WHAT IS REQUIRED - Return the full news excerpt below about NPR's suspension of Mr. Berliner, word for word, without the listing that follows it.

(SUPPLIED TEXT begins)

Mr. Berliner was suspended by the network for five days, starting last Friday, for violating the network’s policy against doing work outside the organization without first getting permission.
Mr. Berliner acknowledged his suspension in an interview with NPR on Monday, providing one of the network’s reporters with a copy of the written rebuke. In presenting the warning, NPR said that Mr. Berliner had failed to clear his work for outside outlets, adding that he would be fired if he violated the policy again.
Mr. Berliner’s essay was published last week in The Free Press, a popular Substack publication.
He declined to comment about the suspension. NPR said it did not comment on personnel matters.
The revelation of Mr. Berliner’s punishment is the latest aftershock to rattle NPR since Mr. Berliner published his essay. Employees at the public radio network were taken aback by Mr. Berliner’s public condemnation of the broadcaster, and several have said that they no longer trust him because of his remarks. Mr. Berliner told The New York Times last week that he did not reach out to the network before publishing his essay.
After Mr. Berliner’s essay was published, NPR’s new chief executive, Katherine Maher, came under renewed scrutiny as conservative activists resurfaced a series of years-old social media posts criticizing former President Donald J. Trump and embracing progressive causes. One of the activists, Christopher Rufo, has pressured media organizations into covering controversies involving influential figures, such as the plagiarism allegations against Claudine Gay, the former Harvard president.
NPR said on Monday that Ms. Maher’s social media posts were written long before she was named chief executive of NPR, and that she was not working in the news industry at the time. NPR also said that while she managed the business side of the nonprofit, she was not involved in its editorial process. Ms. Maher said in a statement that “in America everyone is entitled to free speech as a private citizen.”
Several NPR employees have urged the network’s leaders to more forcefully renounce Mr. Berliner’s claims in his essay. Edith Chapin, NPR’s top editor, said in a statement last week that managers “strongly disagree with Uri’s assessment of the quality of our journalism,” adding that the network was “proud to stand behind” its work.

(SUPPLIED TEXT ends)
(PROVIDED DATA begins)

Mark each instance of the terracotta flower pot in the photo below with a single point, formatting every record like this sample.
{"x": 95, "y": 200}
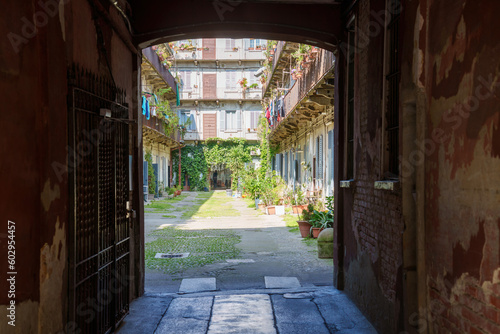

(PROVIDED DATA ends)

EXPECTED OUTPUT -
Mr. Berliner was suspended by the network for five days, starting last Friday, for violating the network’s policy against doing work outside the organization without first getting permission.
Mr. Berliner acknowledged his suspension in an interview with NPR on Monday, providing one of the network’s reporters with a copy of the written rebuke. In presenting the warning, NPR said that Mr. Berliner had failed to clear his work for outside outlets, adding that he would be fired if he violated the policy again.
Mr. Berliner’s essay was published last week in The Free Press, a popular Substack publication.
He declined to comment about the suspension. NPR said it did not comment on personnel matters.
The revelation of Mr. Berliner’s punishment is the latest aftershock to rattle NPR since Mr. Berliner published his essay. Employees at the public radio network were taken aback by Mr. Berliner’s public condemnation of the broadcaster, and several have said that they no longer trust him because of his remarks. Mr. Berliner told The New York Times last week that he did not reach out to the network before publishing his essay.
After Mr. Berliner’s essay was published, NPR’s new chief executive, Katherine Maher, came under renewed scrutiny as conservative activists resurfaced a series of years-old social media posts criticizing former President Donald J. Trump and embracing progressive causes. One of the activists, Christopher Rufo, has pressured media organizations into covering controversies involving influential figures, such as the plagiarism allegations against Claudine Gay, the former Harvard president.
NPR said on Monday that Ms. Maher’s social media posts were written long before she was named chief executive of NPR, and that she was not working in the news industry at the time. NPR also said that while she managed the business side of the nonprofit, she was not involved in its editorial process. Ms. Maher said in a statement that “in America everyone is entitled to free speech as a private citizen.”
Several NPR employees have urged the network’s leaders to more forcefully renounce Mr. Berliner’s claims in his essay. Edith Chapin, NPR’s top editor, said in a statement last week that managers “strongly disagree with Uri’s assessment of the quality of our journalism,” adding that the network was “proud to stand behind” its work.